## WHAT YOU HAVE TO DO
Please print each record exactly, omitting none of them.

:: DATA PROVIDED ::

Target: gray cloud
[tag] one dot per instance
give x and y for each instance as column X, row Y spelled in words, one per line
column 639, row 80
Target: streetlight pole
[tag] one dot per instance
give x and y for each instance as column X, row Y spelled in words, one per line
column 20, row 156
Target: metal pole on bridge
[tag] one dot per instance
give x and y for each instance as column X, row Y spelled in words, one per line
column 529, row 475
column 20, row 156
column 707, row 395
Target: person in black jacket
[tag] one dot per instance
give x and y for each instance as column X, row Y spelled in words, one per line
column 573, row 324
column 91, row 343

:::

## EXERCISE RESPONSE
Target: gray cloud
[tag] one dot per instance
give x and y for each instance as column X, row Y spelled in words, one per line
column 639, row 80
Target: streetlight pole
[tag] one dot per instance
give x and y for each instance as column X, row Y spelled in words, one per line
column 20, row 156
Target: metal pole on bridge
[tag] one dot per instance
give x and y for each instance as column X, row Y spelled in words, one per line
column 529, row 475
column 20, row 156
column 707, row 395
Target: person in black jacket
[tag] one dot per instance
give x and y for each instance as column X, row Y spelled in words, one per line
column 573, row 324
column 91, row 343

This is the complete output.